━━ TEXT SECTION

Ancient Canadian Village 10,000 Years Older Than The Pyramids


For hundreds (perhaps thousands) of years, generations of the Heiltsuk Nation - an indigenous group in British Columbia - have passed down the oral histories of where they came from.

The Nation claims that its ancestors fled for survival to a coastal area in Canada that never froze during the Ice Age.

A new excavation on Triquet Island on British Columbia's Central Coast has now backed up that claim, according to local news outlet CBC.

Archaeologist Alisha Gauvreau, a PhD student from the University of Victoria and a scholar with the research institute Hakai, led a team that excavated the site in late 2016.

They discovered several artifacts from what appears to be an ancient village, including carved wooden tools and bits of charcoal, in a thin horizontal layer of soil, called paleosol.

The team then sent the charcoal flakes to a lab for carbon dating, and found that the pieces date back approximately between 13,613 to 14,086 years ago, thousands of years before Egypt built its pyramids.

The artifacts are some of the oldest found in North America. In 1977, Washington State University archaeologists excavated a spear tip and mastodon rib bone (an extinct species related to elephants) near Washington's Olympic Peninsula.

━━━━
━━ SUPPLIED INFORMATION

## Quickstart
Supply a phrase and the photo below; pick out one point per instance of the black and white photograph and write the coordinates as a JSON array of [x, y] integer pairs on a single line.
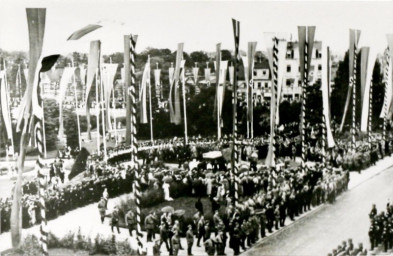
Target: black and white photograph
[[195, 127]]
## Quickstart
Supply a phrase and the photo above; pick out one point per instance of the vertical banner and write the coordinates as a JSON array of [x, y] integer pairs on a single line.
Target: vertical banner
[[281, 56], [174, 100], [157, 83], [92, 66], [142, 92], [367, 66], [108, 72], [235, 149], [354, 36], [325, 95], [250, 85], [272, 54], [306, 42], [65, 80]]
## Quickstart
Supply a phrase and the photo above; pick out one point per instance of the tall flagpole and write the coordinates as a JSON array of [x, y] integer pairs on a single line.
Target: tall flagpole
[[353, 130], [76, 107], [101, 109], [235, 151], [43, 123], [97, 115], [150, 114], [184, 107]]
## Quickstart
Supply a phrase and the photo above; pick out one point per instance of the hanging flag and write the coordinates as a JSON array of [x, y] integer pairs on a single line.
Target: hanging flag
[[142, 93], [270, 47], [221, 89], [157, 75], [83, 31], [372, 56], [250, 81], [195, 71], [354, 36], [92, 68], [282, 51], [325, 95], [64, 82], [5, 104], [82, 72], [108, 72], [174, 104], [231, 71], [207, 75], [388, 75]]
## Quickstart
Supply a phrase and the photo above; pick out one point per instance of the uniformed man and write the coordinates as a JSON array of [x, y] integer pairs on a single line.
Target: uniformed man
[[102, 209], [130, 221], [190, 239], [175, 243]]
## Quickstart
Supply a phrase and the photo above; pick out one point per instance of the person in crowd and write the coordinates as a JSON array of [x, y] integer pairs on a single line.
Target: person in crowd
[[190, 239], [115, 219], [102, 209], [175, 243], [150, 222], [130, 221]]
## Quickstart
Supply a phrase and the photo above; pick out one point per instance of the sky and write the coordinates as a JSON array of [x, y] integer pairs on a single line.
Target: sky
[[200, 25]]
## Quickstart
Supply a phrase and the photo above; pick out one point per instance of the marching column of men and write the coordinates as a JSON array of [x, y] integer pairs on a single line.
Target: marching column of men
[[381, 228]]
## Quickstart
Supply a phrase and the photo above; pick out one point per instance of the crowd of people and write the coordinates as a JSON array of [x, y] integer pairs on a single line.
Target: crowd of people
[[381, 228], [348, 249]]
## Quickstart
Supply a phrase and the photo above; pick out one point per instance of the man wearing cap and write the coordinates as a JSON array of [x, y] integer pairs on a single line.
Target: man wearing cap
[[190, 239], [130, 221], [102, 208], [149, 226]]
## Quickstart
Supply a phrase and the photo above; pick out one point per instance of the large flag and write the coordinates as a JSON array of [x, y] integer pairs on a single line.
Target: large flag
[[231, 71], [207, 75], [92, 68], [5, 105], [326, 67], [354, 36], [142, 93], [157, 83], [389, 80], [108, 72], [174, 102], [282, 51], [250, 81], [270, 159], [64, 82], [372, 56]]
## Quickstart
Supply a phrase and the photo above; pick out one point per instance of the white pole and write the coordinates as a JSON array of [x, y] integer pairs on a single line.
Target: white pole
[[76, 108], [97, 115], [114, 113], [185, 110], [151, 115], [43, 123], [9, 112], [103, 117]]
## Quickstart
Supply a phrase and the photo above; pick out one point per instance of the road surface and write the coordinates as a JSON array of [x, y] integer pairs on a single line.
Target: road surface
[[323, 230]]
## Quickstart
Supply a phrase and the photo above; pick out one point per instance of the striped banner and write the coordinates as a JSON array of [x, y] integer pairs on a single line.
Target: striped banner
[[134, 145], [306, 43], [235, 149]]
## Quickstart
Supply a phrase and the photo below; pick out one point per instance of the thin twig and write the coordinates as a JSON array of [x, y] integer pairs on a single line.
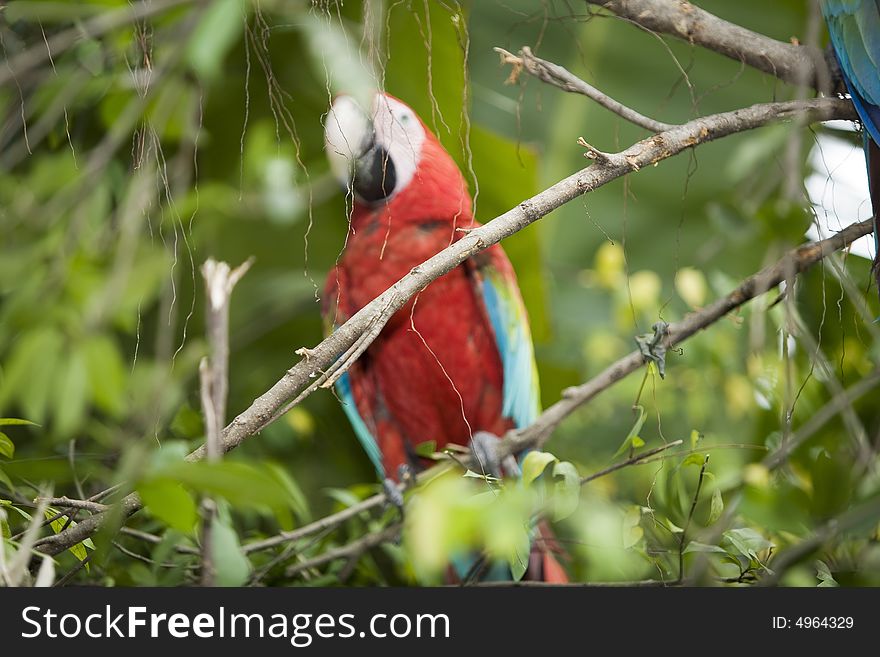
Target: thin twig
[[564, 79], [220, 280], [633, 460], [687, 525], [69, 503], [789, 62]]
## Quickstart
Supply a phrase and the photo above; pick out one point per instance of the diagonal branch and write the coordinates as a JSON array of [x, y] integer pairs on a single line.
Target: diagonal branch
[[789, 62], [564, 79], [642, 154]]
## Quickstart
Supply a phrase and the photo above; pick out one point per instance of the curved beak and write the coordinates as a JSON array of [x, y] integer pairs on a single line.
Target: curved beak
[[357, 160]]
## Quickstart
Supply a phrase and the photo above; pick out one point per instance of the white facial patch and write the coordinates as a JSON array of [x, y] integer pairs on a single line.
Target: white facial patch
[[398, 131], [348, 131]]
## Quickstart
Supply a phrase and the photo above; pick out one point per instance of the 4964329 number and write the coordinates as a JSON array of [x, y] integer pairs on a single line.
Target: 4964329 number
[[824, 622]]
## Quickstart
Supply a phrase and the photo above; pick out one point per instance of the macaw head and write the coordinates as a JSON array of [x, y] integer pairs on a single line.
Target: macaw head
[[387, 157]]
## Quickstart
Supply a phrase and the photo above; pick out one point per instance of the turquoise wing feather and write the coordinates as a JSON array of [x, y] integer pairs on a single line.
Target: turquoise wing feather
[[507, 314], [364, 435], [344, 388], [854, 27]]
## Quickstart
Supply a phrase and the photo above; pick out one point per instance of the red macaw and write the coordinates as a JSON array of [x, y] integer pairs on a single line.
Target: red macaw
[[455, 365]]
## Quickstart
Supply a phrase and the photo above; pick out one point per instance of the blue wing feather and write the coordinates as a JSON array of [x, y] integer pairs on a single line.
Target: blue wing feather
[[367, 440], [507, 315], [854, 27]]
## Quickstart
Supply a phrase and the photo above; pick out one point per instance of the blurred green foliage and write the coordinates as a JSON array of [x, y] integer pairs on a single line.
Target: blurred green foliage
[[131, 154]]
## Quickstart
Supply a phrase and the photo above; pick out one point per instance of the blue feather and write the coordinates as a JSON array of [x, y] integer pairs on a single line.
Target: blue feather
[[510, 325], [367, 440]]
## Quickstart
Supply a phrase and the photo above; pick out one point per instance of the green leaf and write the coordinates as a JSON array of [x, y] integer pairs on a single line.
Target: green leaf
[[7, 448], [78, 550], [6, 481], [695, 546], [567, 490], [427, 448], [50, 12], [30, 370], [716, 506], [230, 565], [632, 530], [239, 482], [171, 503], [534, 465], [216, 34], [519, 562], [694, 459], [9, 421], [748, 542], [823, 573], [106, 374], [71, 400], [628, 442]]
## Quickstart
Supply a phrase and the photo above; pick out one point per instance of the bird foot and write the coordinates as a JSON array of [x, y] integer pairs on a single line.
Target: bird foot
[[652, 347]]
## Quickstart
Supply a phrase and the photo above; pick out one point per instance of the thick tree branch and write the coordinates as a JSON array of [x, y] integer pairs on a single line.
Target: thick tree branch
[[319, 364], [863, 514], [220, 280], [792, 263], [789, 62], [563, 79], [348, 551]]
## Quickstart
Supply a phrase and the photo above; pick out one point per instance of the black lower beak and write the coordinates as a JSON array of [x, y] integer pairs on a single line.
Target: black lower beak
[[374, 177]]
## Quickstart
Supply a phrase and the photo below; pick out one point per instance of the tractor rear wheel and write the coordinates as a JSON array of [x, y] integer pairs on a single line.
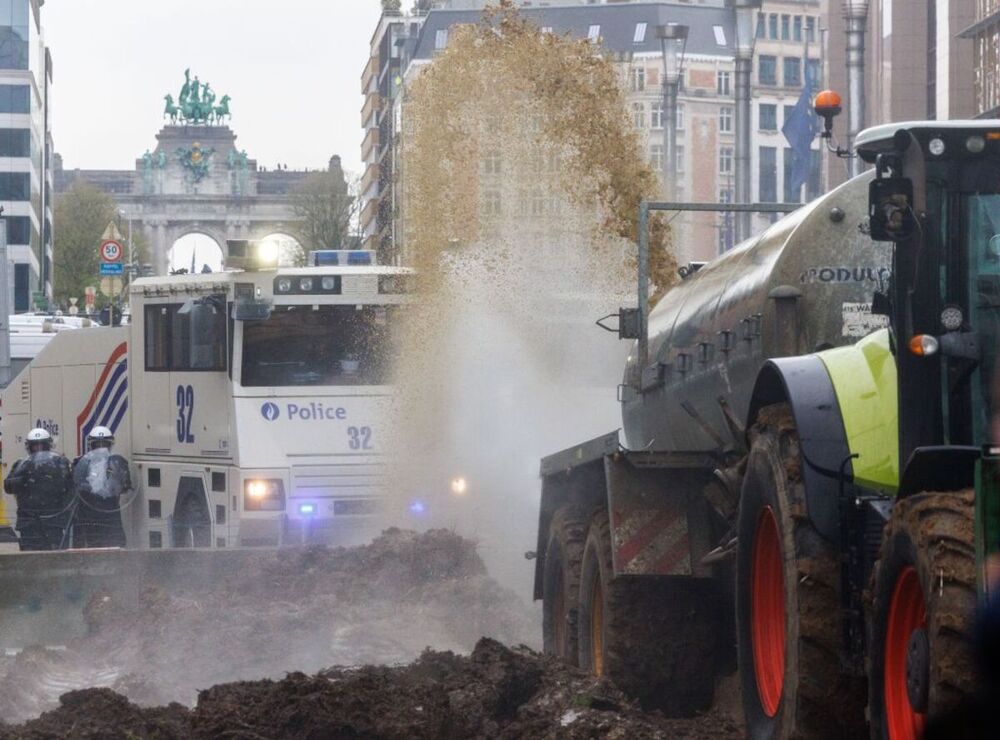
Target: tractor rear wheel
[[657, 638], [787, 603], [561, 582], [922, 614]]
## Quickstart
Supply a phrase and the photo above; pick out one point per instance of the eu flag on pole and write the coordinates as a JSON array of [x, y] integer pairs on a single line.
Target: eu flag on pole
[[800, 129]]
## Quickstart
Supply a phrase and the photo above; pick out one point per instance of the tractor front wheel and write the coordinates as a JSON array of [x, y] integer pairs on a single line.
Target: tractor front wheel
[[561, 582], [787, 603], [922, 614]]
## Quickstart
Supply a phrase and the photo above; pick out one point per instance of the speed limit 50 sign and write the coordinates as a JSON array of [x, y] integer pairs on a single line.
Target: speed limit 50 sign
[[111, 251]]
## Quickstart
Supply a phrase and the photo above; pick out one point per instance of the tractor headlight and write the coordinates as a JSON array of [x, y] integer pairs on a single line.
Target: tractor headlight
[[263, 494]]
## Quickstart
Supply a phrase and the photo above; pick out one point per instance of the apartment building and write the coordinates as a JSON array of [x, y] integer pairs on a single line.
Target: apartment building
[[25, 148], [788, 48]]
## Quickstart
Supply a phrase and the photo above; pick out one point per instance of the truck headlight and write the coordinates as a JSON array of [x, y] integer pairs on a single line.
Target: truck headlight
[[263, 494]]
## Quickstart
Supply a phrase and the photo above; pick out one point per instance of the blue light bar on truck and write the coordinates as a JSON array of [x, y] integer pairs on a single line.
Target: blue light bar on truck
[[337, 257]]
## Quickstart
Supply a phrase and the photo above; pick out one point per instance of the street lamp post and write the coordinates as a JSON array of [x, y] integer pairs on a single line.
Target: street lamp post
[[744, 66], [673, 43], [856, 21]]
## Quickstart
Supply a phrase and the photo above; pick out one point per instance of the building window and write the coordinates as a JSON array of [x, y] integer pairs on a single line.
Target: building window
[[726, 226], [15, 186], [656, 157], [767, 70], [18, 229], [793, 72], [768, 181], [637, 79], [15, 35], [791, 196], [491, 204], [656, 115], [724, 83], [767, 117], [725, 119], [15, 142], [22, 287], [15, 99], [492, 164], [639, 115], [815, 71], [726, 160]]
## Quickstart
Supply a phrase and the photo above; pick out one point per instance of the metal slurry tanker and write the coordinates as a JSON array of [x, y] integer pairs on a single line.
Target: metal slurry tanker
[[805, 487]]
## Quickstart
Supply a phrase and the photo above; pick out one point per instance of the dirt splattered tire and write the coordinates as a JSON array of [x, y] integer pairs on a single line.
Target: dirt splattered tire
[[561, 582], [787, 602], [192, 523], [656, 638], [924, 583]]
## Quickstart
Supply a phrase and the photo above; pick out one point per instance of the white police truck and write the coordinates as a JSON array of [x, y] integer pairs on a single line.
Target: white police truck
[[254, 404]]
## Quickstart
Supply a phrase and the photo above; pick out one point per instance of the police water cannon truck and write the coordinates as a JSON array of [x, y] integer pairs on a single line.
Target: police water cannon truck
[[253, 404], [807, 483]]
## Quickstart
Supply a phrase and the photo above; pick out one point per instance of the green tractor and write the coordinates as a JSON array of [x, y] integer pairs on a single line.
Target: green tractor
[[807, 480]]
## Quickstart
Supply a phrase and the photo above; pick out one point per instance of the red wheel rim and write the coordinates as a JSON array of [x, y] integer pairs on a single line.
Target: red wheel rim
[[767, 613], [907, 612]]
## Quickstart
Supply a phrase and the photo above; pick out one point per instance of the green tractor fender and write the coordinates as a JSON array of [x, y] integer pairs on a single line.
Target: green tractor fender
[[844, 404]]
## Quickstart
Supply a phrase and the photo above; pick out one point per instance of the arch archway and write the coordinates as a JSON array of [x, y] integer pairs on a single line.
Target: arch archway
[[194, 251]]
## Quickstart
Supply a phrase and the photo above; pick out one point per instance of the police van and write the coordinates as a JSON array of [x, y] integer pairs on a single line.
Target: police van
[[253, 404]]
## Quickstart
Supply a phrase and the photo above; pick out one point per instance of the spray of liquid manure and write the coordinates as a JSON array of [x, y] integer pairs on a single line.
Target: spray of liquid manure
[[521, 177]]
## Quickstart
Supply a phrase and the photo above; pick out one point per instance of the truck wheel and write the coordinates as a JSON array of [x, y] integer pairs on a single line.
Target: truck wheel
[[923, 608], [561, 583], [192, 524], [656, 638], [787, 604]]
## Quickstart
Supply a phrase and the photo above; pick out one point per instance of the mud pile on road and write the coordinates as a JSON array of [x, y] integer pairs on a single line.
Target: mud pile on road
[[282, 611], [496, 692]]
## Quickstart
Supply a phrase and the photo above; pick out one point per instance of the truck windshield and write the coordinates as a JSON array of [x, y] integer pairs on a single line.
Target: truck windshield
[[331, 345]]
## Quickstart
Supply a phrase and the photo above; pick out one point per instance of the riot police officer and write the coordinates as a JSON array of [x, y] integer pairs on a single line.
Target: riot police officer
[[100, 479], [43, 486]]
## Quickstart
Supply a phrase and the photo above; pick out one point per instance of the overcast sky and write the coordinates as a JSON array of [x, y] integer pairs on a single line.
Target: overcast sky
[[292, 67]]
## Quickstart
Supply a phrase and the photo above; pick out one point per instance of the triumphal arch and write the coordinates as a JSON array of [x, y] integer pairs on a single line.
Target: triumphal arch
[[197, 180]]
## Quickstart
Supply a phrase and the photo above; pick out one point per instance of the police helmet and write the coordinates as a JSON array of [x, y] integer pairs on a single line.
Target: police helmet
[[38, 438], [100, 437]]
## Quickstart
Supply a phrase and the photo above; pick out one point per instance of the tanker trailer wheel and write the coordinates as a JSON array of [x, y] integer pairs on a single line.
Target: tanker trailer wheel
[[192, 524], [561, 582], [922, 613], [658, 639], [787, 604]]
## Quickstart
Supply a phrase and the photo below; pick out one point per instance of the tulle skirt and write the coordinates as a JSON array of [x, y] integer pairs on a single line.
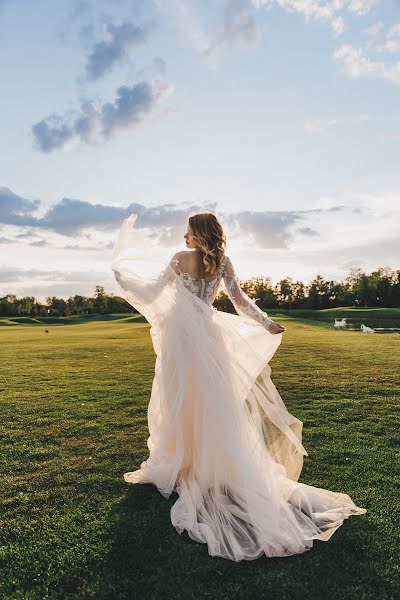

━━━━

§ WRITTEN TASK 1
Summarize the article on the ancient Canadian village in two sentences.
§ WRITTEN TASK 2
Answer these questions from the article on the ancient Canadian village:
(a) On what part of British Columbia is Triquet Island located?
(b) What is the thin horizontal soil layer holding the artifacts called?
(c) Archaeologists from which university excavated a spear tip and mastodon rib bone in 1977?
§ WRITTEN TASK 3
In the article on the ancient Canadian village, rewrite the part that opens with the words containing "For hundreds (perhaps" and closes with "the Ice Age.", substituting "last glacial period" for "Ice Age".
The rows are separate material and are not part of the text.

§ CORRECT RESULT 1
The Heiltsuk Nation, an indigenous group in British Columbia, has oral histories saying its ancestors fled to a coastal area of Canada that never froze during the Ice Age. A late-2016 excavation on Triquet Island led by archaeologist Alisha Gauvreau backed up that claim, finding artifacts that included charcoal carbon-dated to roughly 13,613 to 14,086 years ago.

§ CORRECT RESULT 2
(a) British Columbia's Central Coast
(b) Paleosol
(c) Washington State University

§ CORRECT RESULT 3
For hundreds (perhaps thousands) of years, generations of the Heiltsuk Nation - an indigenous group in British Columbia - have passed down the oral histories of where they came from.

The Nation claims that its ancestors fled for survival to a coastal area in Canada that never froze during the last glacial period.